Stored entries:
··········
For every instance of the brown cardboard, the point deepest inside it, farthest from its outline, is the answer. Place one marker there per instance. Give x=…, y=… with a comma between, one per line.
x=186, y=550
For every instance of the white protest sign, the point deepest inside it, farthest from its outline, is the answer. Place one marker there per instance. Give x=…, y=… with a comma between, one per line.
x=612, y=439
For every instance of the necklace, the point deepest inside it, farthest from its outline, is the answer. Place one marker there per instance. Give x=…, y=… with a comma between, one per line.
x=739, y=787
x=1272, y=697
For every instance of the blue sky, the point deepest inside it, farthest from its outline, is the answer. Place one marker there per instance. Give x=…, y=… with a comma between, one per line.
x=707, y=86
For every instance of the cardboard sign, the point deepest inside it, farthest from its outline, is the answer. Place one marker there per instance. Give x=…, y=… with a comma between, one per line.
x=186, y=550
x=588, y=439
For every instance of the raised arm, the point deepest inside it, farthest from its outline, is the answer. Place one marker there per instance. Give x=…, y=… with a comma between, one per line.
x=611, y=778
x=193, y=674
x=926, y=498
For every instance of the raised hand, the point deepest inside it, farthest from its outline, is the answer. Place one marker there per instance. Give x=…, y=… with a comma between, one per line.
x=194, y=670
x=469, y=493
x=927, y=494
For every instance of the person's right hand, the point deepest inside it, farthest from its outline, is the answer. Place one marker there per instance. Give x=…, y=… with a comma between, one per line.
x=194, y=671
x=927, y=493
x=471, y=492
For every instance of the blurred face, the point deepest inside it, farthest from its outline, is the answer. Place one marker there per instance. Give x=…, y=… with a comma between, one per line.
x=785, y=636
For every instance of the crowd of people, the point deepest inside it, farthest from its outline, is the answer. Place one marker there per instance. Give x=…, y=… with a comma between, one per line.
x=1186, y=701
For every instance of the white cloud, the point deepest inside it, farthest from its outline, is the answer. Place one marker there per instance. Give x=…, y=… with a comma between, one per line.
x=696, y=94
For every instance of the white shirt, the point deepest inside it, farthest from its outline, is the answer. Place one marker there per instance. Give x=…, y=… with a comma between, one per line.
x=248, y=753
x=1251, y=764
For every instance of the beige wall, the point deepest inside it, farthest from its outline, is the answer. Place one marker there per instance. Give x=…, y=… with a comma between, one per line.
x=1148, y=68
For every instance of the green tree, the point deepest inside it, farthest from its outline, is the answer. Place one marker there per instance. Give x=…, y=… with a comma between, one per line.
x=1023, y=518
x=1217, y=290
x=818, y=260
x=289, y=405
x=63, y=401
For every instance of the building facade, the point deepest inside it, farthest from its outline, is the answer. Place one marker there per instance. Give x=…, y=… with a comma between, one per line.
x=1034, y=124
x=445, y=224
··········
#### [Given exercise]
Return the records word for word, from the first line up to and including the line with "x=1272, y=697".

#### [Written reply]
For every instance of the brown cardboard, the point deepest inside it, farthest from its outline, is the answer. Place one marker there per instance. Give x=…, y=… with a comma between, one per line.
x=186, y=550
For every instance of the white protest sign, the point deepest inside it, farthest from its outline, is the answer. Place one marker there per instance. Give x=…, y=… with a comma between, one per line.
x=612, y=439
For every instance of the necklace, the point deepest inside it, farthest from its outline, is the answer. Place one marker there per instance. Give x=…, y=… with a comma between, one per line.
x=739, y=787
x=1272, y=697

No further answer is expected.